__BRIEF__: Once you have read the data below, write it all out exactly.

------------------------------------

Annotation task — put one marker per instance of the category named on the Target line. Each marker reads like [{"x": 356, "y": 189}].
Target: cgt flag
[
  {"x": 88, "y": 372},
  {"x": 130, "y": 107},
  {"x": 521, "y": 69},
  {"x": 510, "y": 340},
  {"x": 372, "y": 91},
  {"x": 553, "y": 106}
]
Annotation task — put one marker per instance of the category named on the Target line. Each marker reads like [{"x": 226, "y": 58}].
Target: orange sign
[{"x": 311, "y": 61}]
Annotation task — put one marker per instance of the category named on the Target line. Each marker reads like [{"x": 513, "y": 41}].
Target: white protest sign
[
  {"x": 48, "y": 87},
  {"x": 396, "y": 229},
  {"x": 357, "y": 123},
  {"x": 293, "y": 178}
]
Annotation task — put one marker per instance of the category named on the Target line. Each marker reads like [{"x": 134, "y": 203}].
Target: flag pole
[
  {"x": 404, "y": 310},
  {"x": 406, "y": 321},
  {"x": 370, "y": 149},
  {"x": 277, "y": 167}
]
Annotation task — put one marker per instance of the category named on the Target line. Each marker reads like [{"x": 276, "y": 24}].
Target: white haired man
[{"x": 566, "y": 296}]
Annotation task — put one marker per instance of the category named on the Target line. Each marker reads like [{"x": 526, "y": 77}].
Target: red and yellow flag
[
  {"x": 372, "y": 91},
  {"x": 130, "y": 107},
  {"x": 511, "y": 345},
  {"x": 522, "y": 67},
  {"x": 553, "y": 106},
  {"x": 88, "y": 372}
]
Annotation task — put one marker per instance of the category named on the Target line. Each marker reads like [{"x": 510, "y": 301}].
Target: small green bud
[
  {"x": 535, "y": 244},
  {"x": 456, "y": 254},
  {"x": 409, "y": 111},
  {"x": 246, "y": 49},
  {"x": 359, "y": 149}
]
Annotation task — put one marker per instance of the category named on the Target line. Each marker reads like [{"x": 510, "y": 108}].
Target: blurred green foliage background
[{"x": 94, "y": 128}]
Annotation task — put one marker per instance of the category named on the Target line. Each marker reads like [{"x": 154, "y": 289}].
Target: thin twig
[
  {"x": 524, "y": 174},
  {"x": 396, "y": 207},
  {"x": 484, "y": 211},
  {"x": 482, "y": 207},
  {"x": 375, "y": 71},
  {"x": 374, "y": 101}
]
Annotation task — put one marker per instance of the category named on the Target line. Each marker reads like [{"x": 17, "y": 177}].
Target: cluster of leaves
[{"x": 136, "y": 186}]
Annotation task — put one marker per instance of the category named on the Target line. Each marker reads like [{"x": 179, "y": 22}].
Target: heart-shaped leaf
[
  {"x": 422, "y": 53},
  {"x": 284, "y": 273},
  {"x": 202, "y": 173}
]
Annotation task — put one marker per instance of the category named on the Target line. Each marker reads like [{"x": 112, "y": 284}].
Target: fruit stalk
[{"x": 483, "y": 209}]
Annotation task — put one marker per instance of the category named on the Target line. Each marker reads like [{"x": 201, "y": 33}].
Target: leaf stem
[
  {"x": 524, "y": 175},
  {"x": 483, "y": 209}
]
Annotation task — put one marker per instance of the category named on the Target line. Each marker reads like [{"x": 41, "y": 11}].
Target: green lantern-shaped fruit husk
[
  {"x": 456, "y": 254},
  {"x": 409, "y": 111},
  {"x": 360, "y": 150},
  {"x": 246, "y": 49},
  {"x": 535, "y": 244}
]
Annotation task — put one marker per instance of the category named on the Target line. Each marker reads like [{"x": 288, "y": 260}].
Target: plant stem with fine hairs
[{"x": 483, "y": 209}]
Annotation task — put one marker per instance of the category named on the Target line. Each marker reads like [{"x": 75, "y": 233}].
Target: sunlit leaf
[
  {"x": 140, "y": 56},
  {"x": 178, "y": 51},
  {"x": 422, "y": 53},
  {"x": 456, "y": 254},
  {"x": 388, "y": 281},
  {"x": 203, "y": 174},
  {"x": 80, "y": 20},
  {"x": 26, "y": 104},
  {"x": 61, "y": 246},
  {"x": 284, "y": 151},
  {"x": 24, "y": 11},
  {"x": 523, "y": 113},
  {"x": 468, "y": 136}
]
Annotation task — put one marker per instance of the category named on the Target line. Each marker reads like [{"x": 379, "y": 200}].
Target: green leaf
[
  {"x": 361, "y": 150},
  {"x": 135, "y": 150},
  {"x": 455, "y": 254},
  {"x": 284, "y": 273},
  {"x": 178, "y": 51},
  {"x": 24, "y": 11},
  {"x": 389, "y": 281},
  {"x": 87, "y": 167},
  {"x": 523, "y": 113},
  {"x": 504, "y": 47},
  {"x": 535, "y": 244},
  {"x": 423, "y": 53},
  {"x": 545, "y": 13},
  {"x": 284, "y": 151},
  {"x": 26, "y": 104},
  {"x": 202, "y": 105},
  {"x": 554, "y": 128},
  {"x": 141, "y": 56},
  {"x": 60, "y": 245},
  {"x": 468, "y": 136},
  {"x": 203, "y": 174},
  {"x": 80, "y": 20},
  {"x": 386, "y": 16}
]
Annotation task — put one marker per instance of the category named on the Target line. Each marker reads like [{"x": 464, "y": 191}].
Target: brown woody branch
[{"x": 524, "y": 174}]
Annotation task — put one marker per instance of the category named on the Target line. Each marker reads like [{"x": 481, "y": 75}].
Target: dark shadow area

------------------------------------

__EXERCISE SOLUTION__:
Annotation task — put one marker per instance of the category named on the Target line. Each marker reads like [{"x": 356, "y": 189}].
Target: cgt flag
[
  {"x": 88, "y": 372},
  {"x": 130, "y": 107},
  {"x": 521, "y": 69},
  {"x": 510, "y": 340},
  {"x": 372, "y": 91},
  {"x": 553, "y": 106}
]
Annotation task — put one marker per instance of the category named on the Target line. Each marker reads like [{"x": 226, "y": 58}].
Target: orange sign
[{"x": 311, "y": 61}]
Annotation task — put one marker per instance of the category named on the Target line. Each marker reads like [{"x": 513, "y": 41}].
Target: white protest sign
[
  {"x": 48, "y": 87},
  {"x": 396, "y": 229},
  {"x": 357, "y": 123},
  {"x": 293, "y": 178}
]
Annotation task — put one marker per instance of the category named on the Target line. Each marker reads like [{"x": 134, "y": 203}].
Target: flag pole
[
  {"x": 404, "y": 310},
  {"x": 406, "y": 321},
  {"x": 370, "y": 149},
  {"x": 277, "y": 167}
]
Annotation task — put one marker per instance of the category named on the Target line. Each marker reads like [{"x": 276, "y": 24}].
Target: white haired man
[{"x": 566, "y": 296}]
Annotation task — put one marker per instance of the category named on the Target line. Each marker reads like [{"x": 526, "y": 77}].
Target: red and yellow flag
[
  {"x": 372, "y": 91},
  {"x": 130, "y": 107},
  {"x": 511, "y": 345},
  {"x": 522, "y": 67},
  {"x": 553, "y": 106},
  {"x": 88, "y": 372}
]
Annotation task — put one marker per instance of the category named on the Target line. Each marker reads like [{"x": 510, "y": 301}].
Target: small green bud
[
  {"x": 535, "y": 244},
  {"x": 456, "y": 254},
  {"x": 409, "y": 111},
  {"x": 246, "y": 49},
  {"x": 359, "y": 149}
]
Annotation task — put one marker per instance of the category named on the Target line. Each marker reads like [{"x": 510, "y": 108}].
Target: blurred green foliage background
[{"x": 94, "y": 128}]
Annotation task — put one marker per instance of the category named on the Target line. Each marker reads like [{"x": 154, "y": 289}].
Target: thin twig
[
  {"x": 524, "y": 174},
  {"x": 396, "y": 207},
  {"x": 484, "y": 211},
  {"x": 482, "y": 207},
  {"x": 375, "y": 71},
  {"x": 374, "y": 101}
]
Annotation task — put one marker per instance of the category named on the Target line. Each marker reads like [{"x": 17, "y": 177}].
Target: cluster of leaves
[{"x": 136, "y": 186}]
Annotation task — put one marker per instance of the category named on the Target line. Each marker reads like [{"x": 179, "y": 22}].
Target: heart-shaped leaf
[
  {"x": 422, "y": 53},
  {"x": 284, "y": 273},
  {"x": 202, "y": 173}
]
Annotation task — put one marker per instance of the category named on the Target line. Each marker reads like [{"x": 112, "y": 284}].
Target: fruit stalk
[{"x": 483, "y": 209}]
Annotation task — put one marker per instance of the category named on the Target line. Each marker reads like [{"x": 201, "y": 33}].
Target: leaf stem
[
  {"x": 524, "y": 175},
  {"x": 483, "y": 209}
]
Annotation task — put one marker per instance of the category named on the Target line. Each marker reads like [{"x": 41, "y": 11}].
Target: green lantern-shaped fruit husk
[
  {"x": 456, "y": 254},
  {"x": 409, "y": 111},
  {"x": 360, "y": 150},
  {"x": 246, "y": 49},
  {"x": 535, "y": 244}
]
Annotation task — put one marker per instance of the category named on the Target line. Each marker reads like [{"x": 288, "y": 260}].
Target: plant stem with fine hairs
[{"x": 483, "y": 209}]
Annotation task — put one marker per instance of the category named on the Target line. Each marker reads like [{"x": 75, "y": 233}].
Target: sunlit leaf
[
  {"x": 140, "y": 56},
  {"x": 178, "y": 51},
  {"x": 422, "y": 53},
  {"x": 456, "y": 254},
  {"x": 388, "y": 281},
  {"x": 203, "y": 174},
  {"x": 80, "y": 20},
  {"x": 26, "y": 104},
  {"x": 61, "y": 246},
  {"x": 284, "y": 151},
  {"x": 24, "y": 11},
  {"x": 523, "y": 113},
  {"x": 468, "y": 136}
]
Annotation task — put one marker per instance of the category named on the Target line. Each marker reads like [{"x": 379, "y": 200}].
Target: green leaf
[
  {"x": 361, "y": 150},
  {"x": 135, "y": 150},
  {"x": 455, "y": 254},
  {"x": 284, "y": 273},
  {"x": 178, "y": 51},
  {"x": 24, "y": 11},
  {"x": 389, "y": 281},
  {"x": 87, "y": 167},
  {"x": 523, "y": 113},
  {"x": 504, "y": 47},
  {"x": 535, "y": 244},
  {"x": 423, "y": 53},
  {"x": 545, "y": 13},
  {"x": 284, "y": 151},
  {"x": 26, "y": 104},
  {"x": 202, "y": 105},
  {"x": 554, "y": 128},
  {"x": 141, "y": 56},
  {"x": 60, "y": 245},
  {"x": 468, "y": 136},
  {"x": 203, "y": 174},
  {"x": 80, "y": 20},
  {"x": 386, "y": 16}
]
Annotation task — put one marker per instance of the category named on the Target line. Each marker reads like [{"x": 464, "y": 191}].
Target: brown woody branch
[{"x": 524, "y": 174}]
Annotation task — put one marker per instance of the category named on the Target line. Each marker reads like [{"x": 481, "y": 75}].
Target: dark shadow area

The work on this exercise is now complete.